_Information given_:
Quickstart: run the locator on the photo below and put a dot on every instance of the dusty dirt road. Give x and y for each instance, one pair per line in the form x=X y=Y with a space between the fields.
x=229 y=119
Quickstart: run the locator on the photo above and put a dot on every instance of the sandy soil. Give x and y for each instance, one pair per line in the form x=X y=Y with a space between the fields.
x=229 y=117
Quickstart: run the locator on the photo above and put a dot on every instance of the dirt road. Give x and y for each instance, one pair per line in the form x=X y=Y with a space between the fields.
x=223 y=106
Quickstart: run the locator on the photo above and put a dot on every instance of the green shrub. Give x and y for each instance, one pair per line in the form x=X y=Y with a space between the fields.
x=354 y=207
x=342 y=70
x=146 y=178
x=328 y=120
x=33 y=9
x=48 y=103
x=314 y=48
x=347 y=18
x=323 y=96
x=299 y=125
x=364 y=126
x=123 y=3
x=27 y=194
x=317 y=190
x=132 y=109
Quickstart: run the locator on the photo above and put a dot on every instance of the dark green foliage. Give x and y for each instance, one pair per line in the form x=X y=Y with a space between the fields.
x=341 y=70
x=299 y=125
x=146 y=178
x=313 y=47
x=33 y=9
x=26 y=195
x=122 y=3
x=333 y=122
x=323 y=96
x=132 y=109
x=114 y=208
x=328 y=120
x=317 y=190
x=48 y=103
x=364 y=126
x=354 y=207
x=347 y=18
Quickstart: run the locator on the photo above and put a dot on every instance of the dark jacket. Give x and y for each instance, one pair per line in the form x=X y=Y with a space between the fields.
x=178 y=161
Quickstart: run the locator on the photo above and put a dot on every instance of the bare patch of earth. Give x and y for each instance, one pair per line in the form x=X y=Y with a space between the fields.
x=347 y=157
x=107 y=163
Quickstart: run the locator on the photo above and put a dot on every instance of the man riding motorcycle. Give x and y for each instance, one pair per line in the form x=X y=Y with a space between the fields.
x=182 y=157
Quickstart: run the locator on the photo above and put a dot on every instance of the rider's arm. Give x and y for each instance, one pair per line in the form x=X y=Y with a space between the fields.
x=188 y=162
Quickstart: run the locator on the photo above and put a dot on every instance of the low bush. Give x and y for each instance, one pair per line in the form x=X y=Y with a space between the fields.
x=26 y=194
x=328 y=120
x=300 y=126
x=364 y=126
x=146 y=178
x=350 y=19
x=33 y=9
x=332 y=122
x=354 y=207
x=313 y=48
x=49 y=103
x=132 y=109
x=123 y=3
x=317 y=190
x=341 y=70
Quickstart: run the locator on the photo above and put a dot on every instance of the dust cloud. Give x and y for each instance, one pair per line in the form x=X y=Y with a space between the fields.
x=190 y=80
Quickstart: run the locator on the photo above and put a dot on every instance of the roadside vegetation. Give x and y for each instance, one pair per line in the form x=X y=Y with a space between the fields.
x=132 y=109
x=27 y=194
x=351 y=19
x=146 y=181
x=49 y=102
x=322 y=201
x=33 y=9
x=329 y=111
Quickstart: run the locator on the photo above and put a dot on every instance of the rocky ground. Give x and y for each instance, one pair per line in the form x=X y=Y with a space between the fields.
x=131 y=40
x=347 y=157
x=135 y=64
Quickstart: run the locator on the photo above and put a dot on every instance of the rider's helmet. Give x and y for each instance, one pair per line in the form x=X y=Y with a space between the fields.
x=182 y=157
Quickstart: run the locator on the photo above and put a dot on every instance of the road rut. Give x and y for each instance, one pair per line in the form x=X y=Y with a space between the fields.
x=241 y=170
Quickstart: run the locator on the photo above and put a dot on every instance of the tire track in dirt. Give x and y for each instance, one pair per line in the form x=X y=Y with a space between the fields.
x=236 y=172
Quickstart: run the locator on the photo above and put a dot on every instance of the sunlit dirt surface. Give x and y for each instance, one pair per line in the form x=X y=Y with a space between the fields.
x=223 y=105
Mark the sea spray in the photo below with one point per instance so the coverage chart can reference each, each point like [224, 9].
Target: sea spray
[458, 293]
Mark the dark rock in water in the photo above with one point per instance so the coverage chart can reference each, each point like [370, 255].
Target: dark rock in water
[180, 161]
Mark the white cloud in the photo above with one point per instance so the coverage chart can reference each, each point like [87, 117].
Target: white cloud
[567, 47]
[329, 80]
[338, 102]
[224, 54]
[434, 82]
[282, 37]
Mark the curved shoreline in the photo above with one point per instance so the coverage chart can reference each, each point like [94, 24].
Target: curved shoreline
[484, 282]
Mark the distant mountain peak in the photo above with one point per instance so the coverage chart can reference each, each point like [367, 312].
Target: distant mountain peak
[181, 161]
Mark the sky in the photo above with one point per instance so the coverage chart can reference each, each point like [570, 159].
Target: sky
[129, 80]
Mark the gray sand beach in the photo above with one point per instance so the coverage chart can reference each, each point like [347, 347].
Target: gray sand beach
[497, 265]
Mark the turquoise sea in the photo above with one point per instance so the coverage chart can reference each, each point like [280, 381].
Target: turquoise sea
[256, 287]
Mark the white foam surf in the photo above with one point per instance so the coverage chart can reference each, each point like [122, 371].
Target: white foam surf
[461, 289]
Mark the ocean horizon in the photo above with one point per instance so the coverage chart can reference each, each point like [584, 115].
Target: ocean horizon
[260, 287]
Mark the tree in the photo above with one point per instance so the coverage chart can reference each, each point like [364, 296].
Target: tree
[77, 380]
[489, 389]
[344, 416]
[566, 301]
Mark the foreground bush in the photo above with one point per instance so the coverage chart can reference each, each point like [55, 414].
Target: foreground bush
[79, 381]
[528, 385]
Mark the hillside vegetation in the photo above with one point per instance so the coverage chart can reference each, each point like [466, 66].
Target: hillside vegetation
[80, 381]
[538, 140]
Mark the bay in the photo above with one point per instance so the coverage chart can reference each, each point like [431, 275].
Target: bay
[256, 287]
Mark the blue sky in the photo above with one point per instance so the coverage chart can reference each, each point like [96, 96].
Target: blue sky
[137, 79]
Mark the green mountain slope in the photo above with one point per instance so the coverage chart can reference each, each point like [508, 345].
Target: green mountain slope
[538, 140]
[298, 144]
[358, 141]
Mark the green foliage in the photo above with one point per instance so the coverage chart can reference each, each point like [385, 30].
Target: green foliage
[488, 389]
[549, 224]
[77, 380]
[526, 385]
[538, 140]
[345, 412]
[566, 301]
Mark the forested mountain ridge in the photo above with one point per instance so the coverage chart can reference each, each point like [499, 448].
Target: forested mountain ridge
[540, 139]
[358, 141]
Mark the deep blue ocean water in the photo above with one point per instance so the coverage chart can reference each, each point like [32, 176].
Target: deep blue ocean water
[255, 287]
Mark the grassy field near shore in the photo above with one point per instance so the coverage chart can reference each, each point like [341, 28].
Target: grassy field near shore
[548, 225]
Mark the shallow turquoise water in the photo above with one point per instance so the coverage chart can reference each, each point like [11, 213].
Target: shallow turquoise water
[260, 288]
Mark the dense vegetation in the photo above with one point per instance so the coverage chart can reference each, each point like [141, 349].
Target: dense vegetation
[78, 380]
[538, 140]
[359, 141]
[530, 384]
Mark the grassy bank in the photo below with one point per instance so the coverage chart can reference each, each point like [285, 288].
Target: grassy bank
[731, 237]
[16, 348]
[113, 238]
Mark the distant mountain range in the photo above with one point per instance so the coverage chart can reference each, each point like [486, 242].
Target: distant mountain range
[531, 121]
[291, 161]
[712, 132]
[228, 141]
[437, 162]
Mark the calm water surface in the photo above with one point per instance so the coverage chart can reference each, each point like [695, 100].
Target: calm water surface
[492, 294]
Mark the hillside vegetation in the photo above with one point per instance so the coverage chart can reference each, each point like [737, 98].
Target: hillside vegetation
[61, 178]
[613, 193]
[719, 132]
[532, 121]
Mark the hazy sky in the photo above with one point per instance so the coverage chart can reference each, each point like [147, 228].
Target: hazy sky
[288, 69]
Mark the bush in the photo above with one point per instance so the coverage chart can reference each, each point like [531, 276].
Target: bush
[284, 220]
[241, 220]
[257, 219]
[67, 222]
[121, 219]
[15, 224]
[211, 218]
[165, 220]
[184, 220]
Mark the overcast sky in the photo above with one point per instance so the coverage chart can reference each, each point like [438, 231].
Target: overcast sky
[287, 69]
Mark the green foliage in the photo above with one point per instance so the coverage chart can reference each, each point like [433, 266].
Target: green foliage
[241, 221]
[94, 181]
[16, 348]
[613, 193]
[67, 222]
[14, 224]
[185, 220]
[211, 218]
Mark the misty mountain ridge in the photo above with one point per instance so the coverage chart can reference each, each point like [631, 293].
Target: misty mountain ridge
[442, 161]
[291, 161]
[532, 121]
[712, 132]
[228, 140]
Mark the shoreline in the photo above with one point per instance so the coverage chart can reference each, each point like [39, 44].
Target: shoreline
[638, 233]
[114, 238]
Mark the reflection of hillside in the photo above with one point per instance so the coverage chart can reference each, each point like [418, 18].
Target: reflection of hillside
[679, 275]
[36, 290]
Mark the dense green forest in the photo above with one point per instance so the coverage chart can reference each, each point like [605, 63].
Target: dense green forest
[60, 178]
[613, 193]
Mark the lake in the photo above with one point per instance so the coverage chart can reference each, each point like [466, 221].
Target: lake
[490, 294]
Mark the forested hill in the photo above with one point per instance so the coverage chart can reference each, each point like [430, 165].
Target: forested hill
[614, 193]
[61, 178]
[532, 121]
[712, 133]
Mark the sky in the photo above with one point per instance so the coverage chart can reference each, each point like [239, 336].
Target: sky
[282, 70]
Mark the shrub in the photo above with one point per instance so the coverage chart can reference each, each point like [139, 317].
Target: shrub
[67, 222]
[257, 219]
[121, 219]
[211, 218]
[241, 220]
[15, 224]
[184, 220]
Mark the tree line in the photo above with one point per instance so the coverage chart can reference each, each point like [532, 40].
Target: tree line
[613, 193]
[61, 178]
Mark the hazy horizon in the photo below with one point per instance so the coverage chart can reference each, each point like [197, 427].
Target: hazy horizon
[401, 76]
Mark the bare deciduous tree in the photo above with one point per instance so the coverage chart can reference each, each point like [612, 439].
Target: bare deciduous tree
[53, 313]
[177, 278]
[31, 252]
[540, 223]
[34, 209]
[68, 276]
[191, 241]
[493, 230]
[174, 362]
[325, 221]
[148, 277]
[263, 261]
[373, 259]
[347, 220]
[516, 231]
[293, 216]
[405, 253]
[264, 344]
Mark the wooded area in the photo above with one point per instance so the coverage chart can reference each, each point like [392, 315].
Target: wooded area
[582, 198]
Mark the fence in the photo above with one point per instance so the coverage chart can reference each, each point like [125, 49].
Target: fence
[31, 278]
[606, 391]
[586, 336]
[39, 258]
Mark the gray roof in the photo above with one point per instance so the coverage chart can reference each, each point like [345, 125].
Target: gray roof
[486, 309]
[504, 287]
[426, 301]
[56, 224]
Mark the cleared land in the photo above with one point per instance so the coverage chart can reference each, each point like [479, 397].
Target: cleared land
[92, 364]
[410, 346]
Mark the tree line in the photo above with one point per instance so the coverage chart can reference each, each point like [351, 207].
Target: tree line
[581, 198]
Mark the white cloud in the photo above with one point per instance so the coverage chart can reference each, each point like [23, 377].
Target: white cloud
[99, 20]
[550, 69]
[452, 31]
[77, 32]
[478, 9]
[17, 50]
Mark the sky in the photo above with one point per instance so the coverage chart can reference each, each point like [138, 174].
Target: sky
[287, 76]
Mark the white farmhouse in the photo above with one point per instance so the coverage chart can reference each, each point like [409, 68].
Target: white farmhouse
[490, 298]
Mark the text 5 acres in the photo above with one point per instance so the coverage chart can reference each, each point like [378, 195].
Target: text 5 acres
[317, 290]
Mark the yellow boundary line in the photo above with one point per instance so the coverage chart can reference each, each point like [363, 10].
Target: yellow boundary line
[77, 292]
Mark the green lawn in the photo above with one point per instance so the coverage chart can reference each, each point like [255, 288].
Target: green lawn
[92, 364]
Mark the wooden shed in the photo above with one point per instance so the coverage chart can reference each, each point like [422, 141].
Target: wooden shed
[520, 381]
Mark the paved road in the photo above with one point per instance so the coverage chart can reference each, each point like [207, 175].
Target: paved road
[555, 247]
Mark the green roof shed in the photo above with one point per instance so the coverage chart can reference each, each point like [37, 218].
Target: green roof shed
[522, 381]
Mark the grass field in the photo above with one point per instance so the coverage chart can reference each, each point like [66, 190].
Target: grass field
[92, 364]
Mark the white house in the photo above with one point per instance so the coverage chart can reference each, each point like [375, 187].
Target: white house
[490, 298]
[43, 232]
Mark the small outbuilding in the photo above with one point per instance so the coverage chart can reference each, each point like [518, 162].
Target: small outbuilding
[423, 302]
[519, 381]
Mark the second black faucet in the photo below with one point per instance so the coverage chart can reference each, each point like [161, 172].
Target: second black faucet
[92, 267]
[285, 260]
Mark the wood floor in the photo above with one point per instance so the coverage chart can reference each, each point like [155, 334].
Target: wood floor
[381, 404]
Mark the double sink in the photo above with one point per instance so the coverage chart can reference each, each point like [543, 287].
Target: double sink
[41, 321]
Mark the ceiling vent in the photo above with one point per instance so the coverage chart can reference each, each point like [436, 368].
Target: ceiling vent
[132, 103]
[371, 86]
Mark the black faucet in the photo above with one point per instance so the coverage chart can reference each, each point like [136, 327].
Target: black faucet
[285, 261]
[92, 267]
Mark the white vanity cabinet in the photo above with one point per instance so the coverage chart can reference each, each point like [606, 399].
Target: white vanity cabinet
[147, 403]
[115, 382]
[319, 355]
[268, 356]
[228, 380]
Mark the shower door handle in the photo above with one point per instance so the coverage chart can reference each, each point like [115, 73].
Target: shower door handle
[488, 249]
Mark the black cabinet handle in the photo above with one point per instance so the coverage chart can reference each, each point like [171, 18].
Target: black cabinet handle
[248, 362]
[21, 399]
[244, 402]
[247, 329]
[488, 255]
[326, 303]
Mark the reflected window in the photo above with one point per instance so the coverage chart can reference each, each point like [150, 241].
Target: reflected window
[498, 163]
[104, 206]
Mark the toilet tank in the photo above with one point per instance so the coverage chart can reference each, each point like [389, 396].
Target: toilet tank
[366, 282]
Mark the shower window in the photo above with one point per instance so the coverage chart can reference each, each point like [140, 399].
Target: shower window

_Task to carry out_: Using the records above, set down exactly the lines from the one with "Target: grassy field near shore" through the one with "Mark the calm", inclusive, and nothing more.

_Answer to this exercise_:
Target: grassy field near shore
[548, 225]
Mark the shallow turquoise water in the photo above with one point per instance so the coverage chart can reference each, each point like [11, 213].
Target: shallow turquoise water
[260, 288]
Mark the dense vegetation in the photo above with one point per instance so the coverage chart can reference each, each point like [141, 349].
Target: dense vegetation
[78, 380]
[538, 140]
[359, 141]
[530, 384]
Mark the grassy bank in the photo below with one point per instance so the coverage chart can reference each, each point like [285, 288].
Target: grassy bank
[731, 237]
[16, 348]
[113, 238]
Mark the distant mountain range in the photo above with one point per instance so the coverage chart can reference each, each point like [486, 242].
Target: distant mountain range
[531, 121]
[291, 161]
[712, 132]
[228, 141]
[437, 162]
Mark the calm water surface in the photo above with one point per instance so the coverage chart can reference each, each point like [695, 100].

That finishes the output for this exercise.